● **Passage provided**:
....

University of Liège, Belgium

Title: Breaking Indecision in Multiagent, Multioption Dynamics

Abstract: How does a group of agents break indecision when deciding about options with qualities that are hard to distinguish? Biological and artificial multiagent systems, from honeybees and bird flocks to bacteria, robots, and humans, often need to overcome indecision when choosing among options in situations in which the performance or even the survival of the group is at stake. Breaking indecision is also important because in a fully indecisive state, where agents are not biased toward any specific option, the agent group is maximally sensitive and prone to adapt to inputs and changes in its environment. Here, we develop a mathematical theory to study how decisions arise from the breaking of indecision. Our approach is grounded in both equivariant and network bifurcation theory. We model decision from indecision as synchrony-breaking in influence networks in which each node is the value assigned by an agent to an option. First, we show that three universal decision behaviors, namely, deadlock, consensus, and dissensus, are the generic outcomes of synchrony-breaking bifurcations from a fully synchronous state of indecision in influence networks. Second, we show that all deadlock and consensus value patterns and some dissensus value patterns are predicted by the symmetry of the influence networks. Third, we show that there are also many “exotic” dissensus value patterns. These patterns are predicted by network architecture but not by network symmetries through a new synchrony-breaking branching lemma. This is the first example of exotic solutions in an application. Numerical simulations of a novel influence network model illustrate our theoretical results.

....

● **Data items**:
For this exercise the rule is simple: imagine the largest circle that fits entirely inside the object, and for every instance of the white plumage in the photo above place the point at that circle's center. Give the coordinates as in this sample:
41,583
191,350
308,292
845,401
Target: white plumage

....

● **Set of tasks**:
[A] After the rows, check statements (i)–(iii) against the abstract on breaking indecision. For each, answer yes or no and quote the words from the abstract that decide it.
(i) In the model, each node of an influence network is the value an agent assigns to an option.
(ii) The symmetry of the influence networks predicts every dissensus value pattern.
(iii) Field observations of honeybee groups illustrate the theoretical results.
[B] According to the abstract on breaking indecision, which theories ground the approach?
[C] Continue the abstract on breaking indecision from its final sentence, placed above the rows.

● **Answers for this exercise**:
[A]
(i) Yes: "each node is the value assigned by an agent to an option"
(ii) No: "all deadlock and consensus value patterns and some dissensus value patterns are predicted by the symmetry of the influence networks"
(iii) No: "Numerical simulations of a novel influence network model illustrate our theoretical results."

[B] Equivariant bifurcation theory and network bifurcation theory.

[C]
Bio: Dr Alessio Franci received his Laurea Specialistica Degree in Theoretical Physics from the University of Pisa in 2008 and his PhD in Physics and Control Theory from the University of Paris Sud 11 in 2012. Between 2012 and 2015 he was a postdoctoral researcher at the University of Liege and at INRIA Lille and a long term visiting researcher at the University of Cambridge. Between 2015 and 2022 he was professor in the Math Department of the National Autonomous University of Mexico. Since 2023 he has been professor in the Department of Electrical Engineering and Computer Science of the University of Liege. His research is interdisciplinary but the central focus is on the control-theoretical and computational principles needed to understand and design biological and bio-inspired intelligent behaviors.